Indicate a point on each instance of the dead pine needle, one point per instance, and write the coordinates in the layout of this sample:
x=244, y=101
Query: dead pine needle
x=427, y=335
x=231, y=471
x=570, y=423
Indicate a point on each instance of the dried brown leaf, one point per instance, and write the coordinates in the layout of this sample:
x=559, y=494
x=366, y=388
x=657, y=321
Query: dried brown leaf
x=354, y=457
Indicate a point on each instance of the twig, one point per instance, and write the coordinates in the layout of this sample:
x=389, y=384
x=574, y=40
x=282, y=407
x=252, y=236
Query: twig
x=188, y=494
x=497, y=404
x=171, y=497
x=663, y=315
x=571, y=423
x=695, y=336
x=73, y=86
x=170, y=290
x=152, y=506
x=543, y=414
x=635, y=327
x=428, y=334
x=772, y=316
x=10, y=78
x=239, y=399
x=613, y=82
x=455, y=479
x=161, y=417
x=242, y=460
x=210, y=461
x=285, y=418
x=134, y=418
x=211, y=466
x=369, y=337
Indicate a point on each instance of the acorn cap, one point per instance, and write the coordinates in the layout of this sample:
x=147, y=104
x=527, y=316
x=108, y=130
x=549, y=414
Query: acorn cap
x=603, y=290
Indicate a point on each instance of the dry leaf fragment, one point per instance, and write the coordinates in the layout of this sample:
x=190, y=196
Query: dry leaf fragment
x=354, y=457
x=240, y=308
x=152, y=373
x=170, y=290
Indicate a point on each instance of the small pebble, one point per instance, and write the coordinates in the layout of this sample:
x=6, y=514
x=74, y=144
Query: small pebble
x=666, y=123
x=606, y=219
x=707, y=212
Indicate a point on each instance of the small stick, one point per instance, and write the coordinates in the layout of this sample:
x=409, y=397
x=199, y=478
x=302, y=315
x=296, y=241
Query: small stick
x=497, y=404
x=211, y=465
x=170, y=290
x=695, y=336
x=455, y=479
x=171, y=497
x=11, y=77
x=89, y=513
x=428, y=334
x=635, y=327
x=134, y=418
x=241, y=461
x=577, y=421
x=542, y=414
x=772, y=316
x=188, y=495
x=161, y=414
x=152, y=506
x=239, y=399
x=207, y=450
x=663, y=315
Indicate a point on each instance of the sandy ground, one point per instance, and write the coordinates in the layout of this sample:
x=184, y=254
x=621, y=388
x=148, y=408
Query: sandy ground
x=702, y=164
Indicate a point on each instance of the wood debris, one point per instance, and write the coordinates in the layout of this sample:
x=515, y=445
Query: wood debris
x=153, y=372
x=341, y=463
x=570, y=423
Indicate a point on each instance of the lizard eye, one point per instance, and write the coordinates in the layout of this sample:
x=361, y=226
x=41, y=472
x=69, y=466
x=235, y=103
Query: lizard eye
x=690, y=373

| Objective |
Copy every row above, swapping "Query" for "Target" wherever it occurs and changing nothing else.

| Exercise result |
Indicate a point on each instance of the dead pine needle, one point per instance, and write the coordinates in the layout of this sample:
x=244, y=101
Target: dead pine needle
x=427, y=335
x=231, y=471
x=570, y=423
Indicate a point on each instance of the dried brown leaf, one point per instance, and write the coordinates in the layout of this sample:
x=559, y=494
x=366, y=388
x=657, y=321
Target: dried brown leaf
x=354, y=457
Indicate a point on each instance of the twig, one point per instance, and write the coordinates in the layout of this sample:
x=389, y=384
x=574, y=40
x=282, y=407
x=252, y=236
Target: twig
x=188, y=494
x=497, y=404
x=171, y=497
x=663, y=315
x=571, y=423
x=695, y=336
x=73, y=86
x=170, y=290
x=152, y=506
x=543, y=414
x=635, y=327
x=428, y=334
x=772, y=316
x=10, y=78
x=239, y=399
x=613, y=82
x=455, y=479
x=161, y=417
x=242, y=460
x=210, y=461
x=285, y=418
x=134, y=418
x=211, y=466
x=369, y=337
Indicate a point on each instance of the acorn cap, one point per instance, and write the coordinates in the layout of this sample:
x=147, y=104
x=527, y=316
x=108, y=130
x=549, y=414
Target: acorn cap
x=603, y=290
Indicate a point on each instance of the dry leaf fragment, one point per instance, and write the coordinates in the layout of this sample:
x=190, y=196
Target: dry leaf fragment
x=354, y=457
x=240, y=308
x=152, y=373
x=170, y=290
Indicate a point on each instance of the small pebble, one point per instance, and write the coordinates in the layout of this sample:
x=6, y=514
x=74, y=144
Target: small pebble
x=666, y=123
x=606, y=219
x=707, y=212
Indicate a point on each instance of the small stick, one point per instance, and write the coordinates in the layout of this sample:
x=409, y=397
x=199, y=478
x=302, y=315
x=296, y=241
Target: small stick
x=497, y=404
x=211, y=465
x=170, y=290
x=695, y=336
x=455, y=479
x=171, y=497
x=11, y=77
x=89, y=513
x=428, y=334
x=635, y=327
x=134, y=418
x=241, y=461
x=577, y=421
x=542, y=414
x=772, y=316
x=188, y=495
x=161, y=414
x=152, y=506
x=239, y=399
x=207, y=450
x=663, y=315
Indicate a point on each instance of the sandy ground, one point per instance, and write the coordinates in the layout of this sample:
x=184, y=254
x=621, y=388
x=148, y=408
Target: sandy ground
x=702, y=164
Indicate a point on each instance of the wood debris, one point per instance, and write the coordinates in the layout of this sample:
x=515, y=445
Target: wood debris
x=153, y=372
x=341, y=463
x=570, y=423
Indicate a point on each instance of the lizard eye, one point per instance, and write the coordinates in the layout of this sample:
x=361, y=226
x=41, y=472
x=69, y=466
x=235, y=103
Target: lizard eye
x=690, y=373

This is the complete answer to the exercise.